-- Begin --

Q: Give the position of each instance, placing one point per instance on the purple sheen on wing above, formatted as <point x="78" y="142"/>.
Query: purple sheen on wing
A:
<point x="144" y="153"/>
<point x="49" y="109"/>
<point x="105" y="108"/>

-- End --

[WHAT YOU WILL DO] Reproduce every line of the entries above, requests included, and add 130 to each x and y coordinate in the answer points only.

[EXPECTED ANSWER]
Q: Give the position of each instance, placing one point per instance on the purple sheen on wing above, formatted as <point x="78" y="142"/>.
Query: purple sheen on wing
A:
<point x="274" y="283"/>
<point x="179" y="239"/>
<point x="235" y="238"/>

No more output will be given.